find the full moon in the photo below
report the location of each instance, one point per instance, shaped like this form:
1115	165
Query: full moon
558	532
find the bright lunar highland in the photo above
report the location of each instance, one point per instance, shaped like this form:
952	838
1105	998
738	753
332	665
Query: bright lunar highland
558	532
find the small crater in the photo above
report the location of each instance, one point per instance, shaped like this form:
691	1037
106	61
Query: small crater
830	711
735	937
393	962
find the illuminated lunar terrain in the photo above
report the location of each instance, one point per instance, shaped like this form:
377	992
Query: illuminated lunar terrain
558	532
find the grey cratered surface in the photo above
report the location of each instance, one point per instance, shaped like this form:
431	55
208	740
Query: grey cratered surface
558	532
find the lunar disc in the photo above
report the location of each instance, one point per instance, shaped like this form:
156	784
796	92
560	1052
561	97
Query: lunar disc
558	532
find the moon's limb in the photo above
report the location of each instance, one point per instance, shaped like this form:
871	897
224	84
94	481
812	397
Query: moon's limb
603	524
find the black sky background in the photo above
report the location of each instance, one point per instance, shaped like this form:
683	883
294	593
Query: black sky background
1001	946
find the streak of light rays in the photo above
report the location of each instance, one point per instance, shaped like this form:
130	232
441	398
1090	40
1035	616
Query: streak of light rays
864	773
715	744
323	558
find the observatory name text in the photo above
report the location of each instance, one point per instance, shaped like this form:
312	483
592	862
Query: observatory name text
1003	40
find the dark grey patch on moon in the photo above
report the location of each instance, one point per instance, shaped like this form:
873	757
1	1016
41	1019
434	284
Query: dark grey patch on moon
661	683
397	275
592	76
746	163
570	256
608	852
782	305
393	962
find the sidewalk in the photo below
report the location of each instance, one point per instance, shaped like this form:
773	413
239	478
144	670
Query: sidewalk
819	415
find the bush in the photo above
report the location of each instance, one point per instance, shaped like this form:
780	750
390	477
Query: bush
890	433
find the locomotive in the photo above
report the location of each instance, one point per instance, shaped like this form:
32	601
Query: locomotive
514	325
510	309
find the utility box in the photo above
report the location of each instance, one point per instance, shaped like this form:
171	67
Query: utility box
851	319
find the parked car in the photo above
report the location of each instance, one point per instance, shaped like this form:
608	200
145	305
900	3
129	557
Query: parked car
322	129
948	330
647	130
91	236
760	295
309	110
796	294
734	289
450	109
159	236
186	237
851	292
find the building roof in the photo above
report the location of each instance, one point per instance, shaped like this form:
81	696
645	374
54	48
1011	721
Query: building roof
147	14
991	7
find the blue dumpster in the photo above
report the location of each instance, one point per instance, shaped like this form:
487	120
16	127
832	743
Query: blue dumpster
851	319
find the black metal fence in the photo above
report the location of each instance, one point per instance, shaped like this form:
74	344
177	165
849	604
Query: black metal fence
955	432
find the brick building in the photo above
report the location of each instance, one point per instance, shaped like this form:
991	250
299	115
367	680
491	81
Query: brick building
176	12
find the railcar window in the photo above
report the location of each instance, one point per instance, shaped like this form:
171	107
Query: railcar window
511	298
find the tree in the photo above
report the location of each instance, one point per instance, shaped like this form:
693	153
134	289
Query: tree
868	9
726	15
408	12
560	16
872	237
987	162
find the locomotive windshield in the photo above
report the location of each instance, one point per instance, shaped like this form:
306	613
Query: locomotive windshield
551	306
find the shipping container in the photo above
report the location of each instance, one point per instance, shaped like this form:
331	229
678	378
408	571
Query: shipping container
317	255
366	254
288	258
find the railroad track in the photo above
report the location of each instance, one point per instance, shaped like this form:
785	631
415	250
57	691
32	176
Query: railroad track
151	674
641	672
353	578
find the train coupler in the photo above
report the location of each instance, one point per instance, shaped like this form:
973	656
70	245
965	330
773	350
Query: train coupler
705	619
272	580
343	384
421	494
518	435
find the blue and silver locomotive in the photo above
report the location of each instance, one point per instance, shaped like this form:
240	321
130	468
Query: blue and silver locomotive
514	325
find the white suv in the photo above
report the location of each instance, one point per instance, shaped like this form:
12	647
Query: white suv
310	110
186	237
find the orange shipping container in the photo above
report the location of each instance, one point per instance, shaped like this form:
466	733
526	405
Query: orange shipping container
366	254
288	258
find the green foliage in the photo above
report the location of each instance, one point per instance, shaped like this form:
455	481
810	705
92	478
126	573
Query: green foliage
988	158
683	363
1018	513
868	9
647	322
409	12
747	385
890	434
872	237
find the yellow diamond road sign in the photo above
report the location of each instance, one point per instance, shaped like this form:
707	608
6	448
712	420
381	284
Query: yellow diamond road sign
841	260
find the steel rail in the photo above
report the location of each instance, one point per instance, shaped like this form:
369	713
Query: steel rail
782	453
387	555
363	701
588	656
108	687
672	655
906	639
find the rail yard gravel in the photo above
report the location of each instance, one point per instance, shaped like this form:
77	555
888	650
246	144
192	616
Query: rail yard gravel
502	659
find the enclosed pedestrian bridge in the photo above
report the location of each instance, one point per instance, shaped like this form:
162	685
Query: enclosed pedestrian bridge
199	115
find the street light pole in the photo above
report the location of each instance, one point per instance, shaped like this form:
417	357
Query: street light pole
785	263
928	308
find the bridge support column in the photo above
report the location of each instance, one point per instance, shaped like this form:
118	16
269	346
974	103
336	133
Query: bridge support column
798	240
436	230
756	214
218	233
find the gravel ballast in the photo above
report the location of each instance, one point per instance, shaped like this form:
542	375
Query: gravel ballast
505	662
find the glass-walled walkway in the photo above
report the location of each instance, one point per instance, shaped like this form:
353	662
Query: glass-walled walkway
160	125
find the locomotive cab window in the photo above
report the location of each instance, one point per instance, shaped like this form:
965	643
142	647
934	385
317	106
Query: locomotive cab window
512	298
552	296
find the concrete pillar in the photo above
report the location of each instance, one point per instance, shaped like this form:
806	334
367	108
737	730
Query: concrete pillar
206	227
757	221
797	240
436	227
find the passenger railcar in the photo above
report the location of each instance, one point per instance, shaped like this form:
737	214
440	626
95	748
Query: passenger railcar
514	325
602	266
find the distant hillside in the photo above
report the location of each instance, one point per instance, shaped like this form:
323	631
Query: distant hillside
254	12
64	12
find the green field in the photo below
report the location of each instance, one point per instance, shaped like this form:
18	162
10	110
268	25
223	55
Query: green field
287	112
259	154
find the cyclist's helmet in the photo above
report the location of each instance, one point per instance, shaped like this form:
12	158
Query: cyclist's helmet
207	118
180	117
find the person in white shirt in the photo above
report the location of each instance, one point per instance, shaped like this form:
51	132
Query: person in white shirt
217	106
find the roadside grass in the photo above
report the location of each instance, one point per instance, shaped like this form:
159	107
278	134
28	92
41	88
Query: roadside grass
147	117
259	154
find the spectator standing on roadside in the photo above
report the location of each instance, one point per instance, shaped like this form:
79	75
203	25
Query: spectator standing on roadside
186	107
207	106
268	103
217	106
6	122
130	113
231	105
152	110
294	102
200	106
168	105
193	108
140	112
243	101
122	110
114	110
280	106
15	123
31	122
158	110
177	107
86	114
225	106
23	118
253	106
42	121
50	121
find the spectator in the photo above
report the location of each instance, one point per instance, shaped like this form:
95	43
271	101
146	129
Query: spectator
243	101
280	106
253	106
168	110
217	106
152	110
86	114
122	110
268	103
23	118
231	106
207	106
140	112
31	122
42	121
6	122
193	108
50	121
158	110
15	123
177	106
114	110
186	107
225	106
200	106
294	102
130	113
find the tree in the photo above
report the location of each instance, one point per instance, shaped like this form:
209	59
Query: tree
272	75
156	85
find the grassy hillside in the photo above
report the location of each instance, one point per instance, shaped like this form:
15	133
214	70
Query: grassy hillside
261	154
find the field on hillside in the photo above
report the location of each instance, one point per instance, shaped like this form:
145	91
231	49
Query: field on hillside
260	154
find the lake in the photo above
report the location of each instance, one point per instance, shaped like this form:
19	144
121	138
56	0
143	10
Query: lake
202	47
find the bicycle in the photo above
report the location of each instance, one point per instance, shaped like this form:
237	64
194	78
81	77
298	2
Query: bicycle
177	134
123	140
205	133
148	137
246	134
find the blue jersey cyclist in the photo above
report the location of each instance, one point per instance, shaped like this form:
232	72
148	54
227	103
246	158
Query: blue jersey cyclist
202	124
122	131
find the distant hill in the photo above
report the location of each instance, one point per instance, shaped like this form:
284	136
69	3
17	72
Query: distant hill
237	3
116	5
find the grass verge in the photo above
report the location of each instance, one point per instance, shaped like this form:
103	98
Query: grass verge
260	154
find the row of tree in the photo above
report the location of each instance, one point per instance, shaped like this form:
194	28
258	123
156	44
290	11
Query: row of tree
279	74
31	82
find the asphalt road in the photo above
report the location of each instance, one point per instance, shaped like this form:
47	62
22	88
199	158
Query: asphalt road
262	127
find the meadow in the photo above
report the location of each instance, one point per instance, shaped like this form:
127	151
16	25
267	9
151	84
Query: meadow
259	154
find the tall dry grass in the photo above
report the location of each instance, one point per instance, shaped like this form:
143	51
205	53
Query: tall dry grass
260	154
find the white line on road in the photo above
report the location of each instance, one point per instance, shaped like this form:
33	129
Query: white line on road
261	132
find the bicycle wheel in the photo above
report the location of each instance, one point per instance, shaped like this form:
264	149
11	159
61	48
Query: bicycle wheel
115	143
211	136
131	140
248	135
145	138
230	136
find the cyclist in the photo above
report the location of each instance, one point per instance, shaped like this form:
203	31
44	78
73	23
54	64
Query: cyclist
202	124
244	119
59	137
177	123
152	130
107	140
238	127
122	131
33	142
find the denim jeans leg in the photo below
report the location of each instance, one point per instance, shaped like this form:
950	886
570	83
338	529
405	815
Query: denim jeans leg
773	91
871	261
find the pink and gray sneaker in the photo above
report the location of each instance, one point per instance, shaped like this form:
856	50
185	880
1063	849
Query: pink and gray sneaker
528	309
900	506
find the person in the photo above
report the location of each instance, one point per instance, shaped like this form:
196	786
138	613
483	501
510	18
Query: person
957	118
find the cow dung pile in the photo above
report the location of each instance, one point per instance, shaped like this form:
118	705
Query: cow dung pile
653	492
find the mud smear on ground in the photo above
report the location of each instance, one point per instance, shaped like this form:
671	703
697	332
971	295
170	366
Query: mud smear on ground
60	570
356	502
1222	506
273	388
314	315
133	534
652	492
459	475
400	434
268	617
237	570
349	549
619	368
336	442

→ **Assigned task**
In the listing above, find the line with "Query: locomotive cab window" and the line with "find the cyclist's helmet in the photo above", then print exactly those two lines and every line between them, and nothing more.

→ **Your response**
Query: locomotive cab window
512	298
552	296
find the concrete pillar in the photo above
report the location of each instance, one point per instance, shaped like this form:
806	334
367	108
737	730
Query: concrete pillar
206	227
757	221
797	240
436	227
find the passenger railcar in the photo above
report the location of each instance, one point per instance, shaped like this form:
737	214
440	626
95	748
Query: passenger railcar
514	325
602	266
find the distant hillside in the photo above
report the location of each instance, one point per instance, shaped like this form:
323	631
Query: distant hillside
254	12
64	12
find the green field in the photo below
report the location of each instance, one point per instance, shaped like this form:
18	162
10	110
268	25
223	55
Query: green field
287	112
259	154
find the cyclist's helmet in the photo above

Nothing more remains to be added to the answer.